* TEXT EXTRACT:
[start]

What is side chain oxidation in organic chemistry?

Side chain oxidation in organic chemistry refers to the process where an alkyl side chain attached to a benzene ring is transformed into a carboxylic acid, specifically benzoic acid, using a strong oxidizing agent like hot potassium permanganate (KMnO₄). This reaction cleaves the entire alkyl chain, regardless of its length, and replaces it with a carboxylic acid group. The reaction conditions typically include KMnO₄, a base, heat, and an acidic workup.

What reagents are required for the side chain oxidation of alkylbenzenes?

The reagents required for the side chain oxidation of alkylbenzenes include hot potassium permanganate (KMnO₄), a base (such as NaOH), heat, and an acidic workup (such as H₃O⁺). These conditions are necessary to ensure the complete oxidation of the alkyl side chain to a carboxylic acid, specifically benzoic acid.

Why is a benzylic hydrogen necessary for side chain oxidation to occur?

A benzylic hydrogen is necessary for side chain oxidation to occur because it is required for the initial step of the oxidation process. The presence of at least one hydrogen atom on the carbon directly attached to the benzene ring (the benzylic position) allows the oxidizing agent to abstract this hydrogen, initiating the oxidation reaction. Without a benzylic hydrogen, the oxidation cannot proceed, and the alkyl side chain will not be converted to a carboxylic acid.

What is the product of side chain oxidation of toluene using hot KMnO₄?

The product of the side chain oxidation of toluene (methylbenzene) using hot potassium permanganate (KMnO₄) is benzoic acid. The methyl group (CH₃) attached to the benzene ring is oxidized to a carboxylic acid group (COOH), resulting in the formation of benzoic acid (C₆H₅COOH).

How does the length of the alkyl side chain affect the outcome of side chain oxidation?

The length of the alkyl side chain does not affect the outcome of side chain oxidation. Regardless of how long the alkyl chain is, the entire chain will be cleaved and replaced with a carboxylic acid group when treated with hot potassium permanganate (KMnO₄). The final product will always be benzoic acid (C₆H₅COOH), as long as there is at least one benzylic hydrogen present.

[end]

* SET TASKS:
**1.** In the side chain oxidation text, what base is given as an example?
**2.** Copy the side chain oxidation text starting at "A benzylic hydrogen is" and ending at "using hot KMnO₄?", putting "alpha hydrogen" in place of "benzylic hydrogen".
The data after the side chain oxidation text is not needed.

* DATA SECTION:

[start]

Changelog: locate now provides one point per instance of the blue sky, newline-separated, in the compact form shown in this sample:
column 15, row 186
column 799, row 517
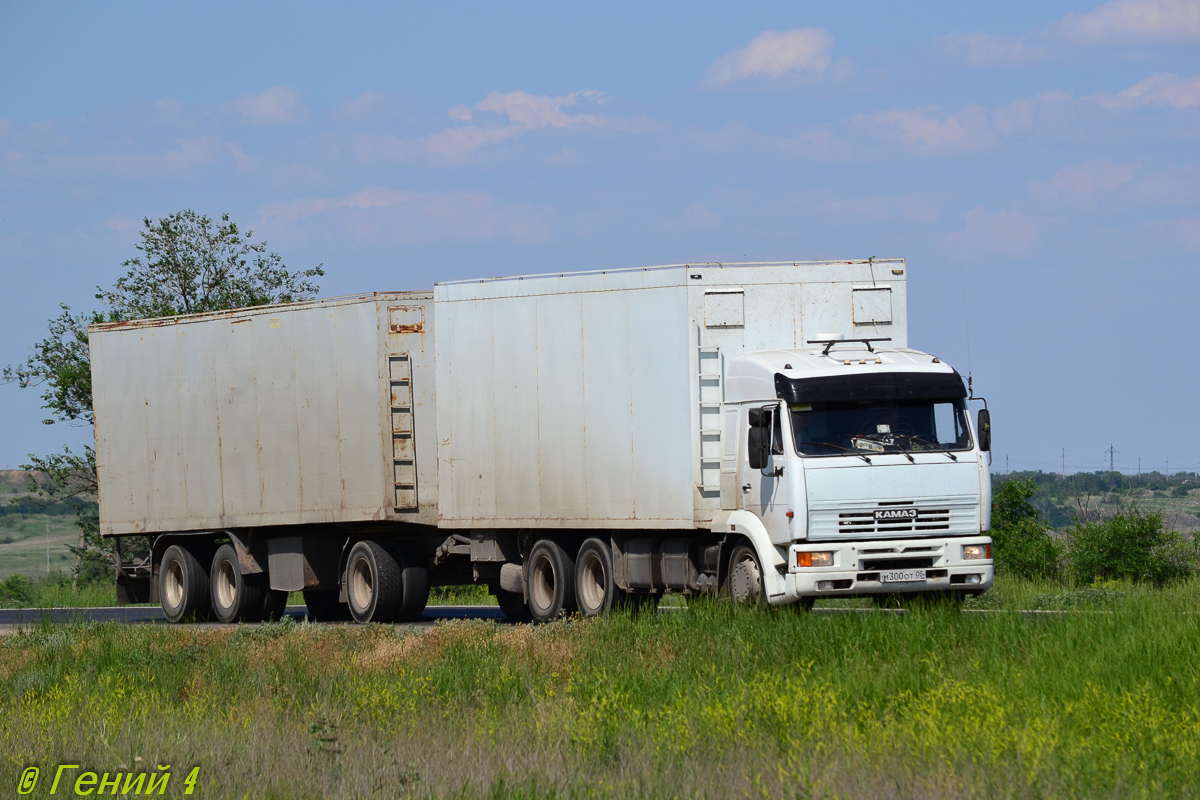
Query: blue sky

[end]

* WORKED ANSWERS:
**1.** NaOH

**2.**
A alpha hydrogen is necessary for side chain oxidation to occur because it is required for the initial step of the oxidation process. The presence of at least one hydrogen atom on the carbon directly attached to the benzene ring (the benzylic position) allows the oxidizing agent to abstract this hydrogen, initiating the oxidation reaction. Without a alpha hydrogen, the oxidation cannot proceed, and the alkyl side chain will not be converted to a carboxylic acid.

What is the product of side chain oxidation of toluene using hot KMnO₄?